- **Goal**
Select every line in the listing below that contains the word "shoulder", and copy each one. Match case exactly.

Start Material provided

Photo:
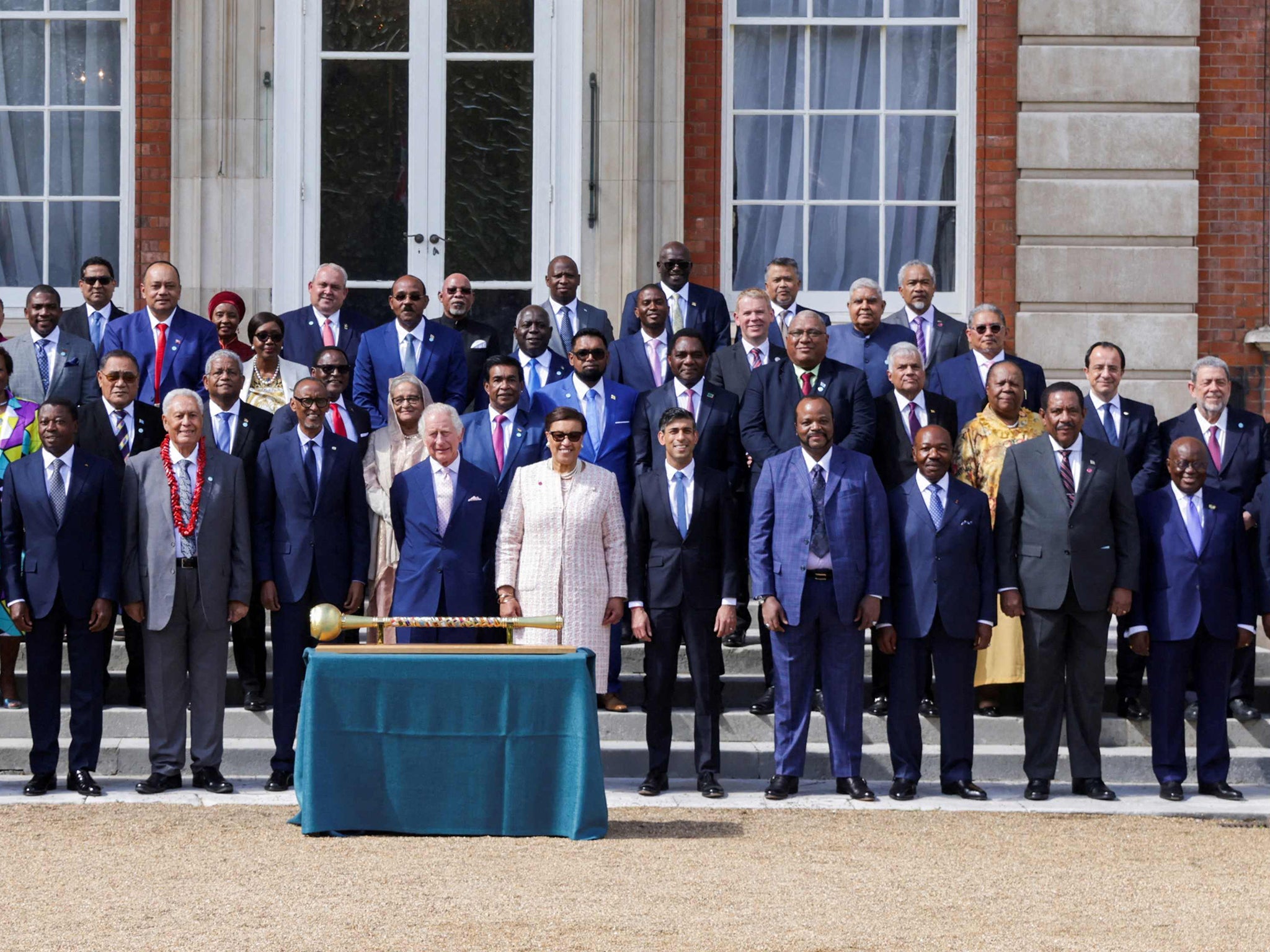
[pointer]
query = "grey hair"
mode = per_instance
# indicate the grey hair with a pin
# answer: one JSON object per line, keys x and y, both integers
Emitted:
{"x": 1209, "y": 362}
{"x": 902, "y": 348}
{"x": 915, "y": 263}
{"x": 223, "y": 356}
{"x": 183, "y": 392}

End Material provided
Start Material provided

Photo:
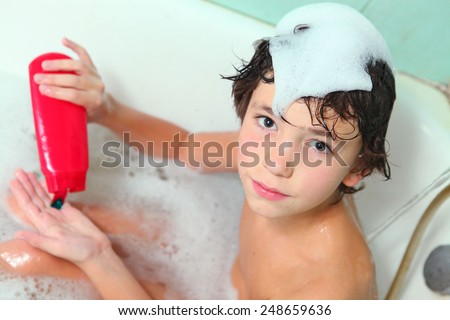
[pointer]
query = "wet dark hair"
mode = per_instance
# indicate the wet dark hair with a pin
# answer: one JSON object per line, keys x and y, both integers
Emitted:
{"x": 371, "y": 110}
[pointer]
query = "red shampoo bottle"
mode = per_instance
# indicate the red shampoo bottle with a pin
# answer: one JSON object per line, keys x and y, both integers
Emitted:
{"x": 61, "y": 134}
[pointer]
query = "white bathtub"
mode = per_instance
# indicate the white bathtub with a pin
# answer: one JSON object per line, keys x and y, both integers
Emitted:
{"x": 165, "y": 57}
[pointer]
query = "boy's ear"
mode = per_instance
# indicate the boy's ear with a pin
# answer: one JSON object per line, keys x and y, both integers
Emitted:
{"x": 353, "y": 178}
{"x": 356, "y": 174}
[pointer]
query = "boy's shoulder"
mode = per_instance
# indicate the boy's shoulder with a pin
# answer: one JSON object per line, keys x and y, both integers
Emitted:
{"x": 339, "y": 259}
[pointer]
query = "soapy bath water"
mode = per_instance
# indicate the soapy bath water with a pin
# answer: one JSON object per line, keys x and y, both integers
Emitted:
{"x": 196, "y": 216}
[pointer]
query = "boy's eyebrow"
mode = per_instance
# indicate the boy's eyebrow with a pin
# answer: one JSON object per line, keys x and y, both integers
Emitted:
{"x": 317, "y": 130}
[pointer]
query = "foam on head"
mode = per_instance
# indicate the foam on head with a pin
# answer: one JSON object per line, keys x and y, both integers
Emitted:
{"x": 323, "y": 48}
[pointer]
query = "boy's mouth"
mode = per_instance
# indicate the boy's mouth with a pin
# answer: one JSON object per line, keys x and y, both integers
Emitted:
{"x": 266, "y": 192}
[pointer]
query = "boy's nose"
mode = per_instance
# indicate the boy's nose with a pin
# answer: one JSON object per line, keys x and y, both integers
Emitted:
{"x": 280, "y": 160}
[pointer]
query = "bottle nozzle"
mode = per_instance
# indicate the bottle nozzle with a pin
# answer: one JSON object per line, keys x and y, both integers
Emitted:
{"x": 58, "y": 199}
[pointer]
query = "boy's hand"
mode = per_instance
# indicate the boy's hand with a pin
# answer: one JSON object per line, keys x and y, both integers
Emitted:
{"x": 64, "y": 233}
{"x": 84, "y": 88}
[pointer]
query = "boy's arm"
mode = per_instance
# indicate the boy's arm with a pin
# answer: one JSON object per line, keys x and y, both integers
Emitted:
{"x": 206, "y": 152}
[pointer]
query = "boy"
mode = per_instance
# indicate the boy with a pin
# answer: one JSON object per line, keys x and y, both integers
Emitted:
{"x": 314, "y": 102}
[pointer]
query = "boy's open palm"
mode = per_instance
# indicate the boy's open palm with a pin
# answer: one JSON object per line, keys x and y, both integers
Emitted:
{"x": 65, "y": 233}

End Material provided
Start Material provided

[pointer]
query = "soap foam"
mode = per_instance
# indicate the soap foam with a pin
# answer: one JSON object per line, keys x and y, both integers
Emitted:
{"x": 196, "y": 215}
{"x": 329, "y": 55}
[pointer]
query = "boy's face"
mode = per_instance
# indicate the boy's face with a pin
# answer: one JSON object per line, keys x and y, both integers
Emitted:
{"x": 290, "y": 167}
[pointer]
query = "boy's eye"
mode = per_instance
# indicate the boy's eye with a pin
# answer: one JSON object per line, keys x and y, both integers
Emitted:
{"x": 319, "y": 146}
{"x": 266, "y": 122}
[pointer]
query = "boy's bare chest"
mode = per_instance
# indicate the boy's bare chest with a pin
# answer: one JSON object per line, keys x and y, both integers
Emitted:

End Material provided

- **Finished task**
query = "boy's shoulder"
# indicate the boy's shoulder with a pin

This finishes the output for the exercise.